Given exercise A:
From the records further down, print verbatim the lines beginning at the one that contains "Could you point out the moth" and ending after the one that contains "column 125, row 105", with both of those lines included.

*** Article ***

Recently, the Art of Manliness (a laudable website that suggests that what it means to be a man is to be honest, loyal, thoughtful, courageous, brave, caring, etc, and helps men to practice these virtues) reviewed a NY Times blog post about gender in adolescents (particularly, in boys). The Times post began with the story of a little boy who actually shot himself because a bully suggested he should (said bully, along with other classmates, had been telling this boy he was gay just because he did well in school). It then mused that despite the fact that gender has become much more flexible in this day and age than it once was, the reactions of little boys today are very similar to what they might have been 50 years ago: if a boy doesn't meet others' standard of rugged manliness, he is ostracized and his manliness called into question.
The authors of AOM (Art of Manliness) connected this with the growing movement in our generation (20-somethings) to return to what he called "gender roots" - that is, our innate gender identity as felt deeply within us, before the pansexual prodding of today's society.

***

Given exercise B:
Output the full commentary on boys and manliness verbatim, without altering a single word.

*** Data for processing ***

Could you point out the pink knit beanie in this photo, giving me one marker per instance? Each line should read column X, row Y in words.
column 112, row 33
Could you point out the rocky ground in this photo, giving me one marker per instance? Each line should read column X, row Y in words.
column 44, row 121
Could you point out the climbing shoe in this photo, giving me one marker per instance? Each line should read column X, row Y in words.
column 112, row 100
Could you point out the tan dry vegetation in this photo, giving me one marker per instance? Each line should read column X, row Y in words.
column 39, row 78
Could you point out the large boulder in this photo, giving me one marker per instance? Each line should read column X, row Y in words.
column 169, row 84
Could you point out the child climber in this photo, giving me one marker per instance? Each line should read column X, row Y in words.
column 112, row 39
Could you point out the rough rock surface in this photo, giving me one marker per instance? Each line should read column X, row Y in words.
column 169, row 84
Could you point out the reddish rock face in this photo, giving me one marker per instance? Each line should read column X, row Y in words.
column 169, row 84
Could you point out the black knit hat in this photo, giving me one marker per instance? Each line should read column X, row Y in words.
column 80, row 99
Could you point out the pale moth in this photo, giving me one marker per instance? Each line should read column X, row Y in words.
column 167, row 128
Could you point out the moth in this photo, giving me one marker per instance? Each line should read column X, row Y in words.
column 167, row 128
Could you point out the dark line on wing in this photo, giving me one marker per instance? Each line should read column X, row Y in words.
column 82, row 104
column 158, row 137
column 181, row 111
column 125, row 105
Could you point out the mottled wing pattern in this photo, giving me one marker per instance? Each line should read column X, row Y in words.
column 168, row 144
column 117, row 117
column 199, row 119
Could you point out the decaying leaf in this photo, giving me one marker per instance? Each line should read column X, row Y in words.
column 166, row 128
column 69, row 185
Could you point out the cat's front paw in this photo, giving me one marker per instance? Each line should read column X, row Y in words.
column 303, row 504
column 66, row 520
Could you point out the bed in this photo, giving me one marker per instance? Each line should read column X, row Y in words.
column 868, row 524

***

Complete answer A:
Could you point out the moth in this photo, giving me one marker per instance? Each line should read column X, row Y in words.
column 167, row 128
Could you point out the dark line on wing in this photo, giving me one marker per instance? Each line should read column X, row Y in words.
column 82, row 104
column 158, row 137
column 181, row 111
column 125, row 105

Complete answer B:
Recently, the Art of Manliness (a laudable website that suggests that what it means to be a man is to be honest, loyal, thoughtful, courageous, brave, caring, etc, and helps men to practice these virtues) reviewed a NY Times blog post about gender in adolescents (particularly, in boys). The Times post began with the story of a little boy who actually shot himself because a bully suggested he should (said bully, along with other classmates, had been telling this boy he was gay just because he did well in school). It then mused that despite the fact that gender has become much more flexible in this day and age than it once was, the reactions of little boys today are very similar to what they might have been 50 years ago: if a boy doesn't meet others' standard of rugged manliness, he is ostracized and his manliness called into question.
The authors of AOM (Art of Manliness) connected this with the growing movement in our generation (20-somethings) to return to what he called "gender roots" - that is, our innate gender identity as felt deeply within us, before the pansexual prodding of today's society.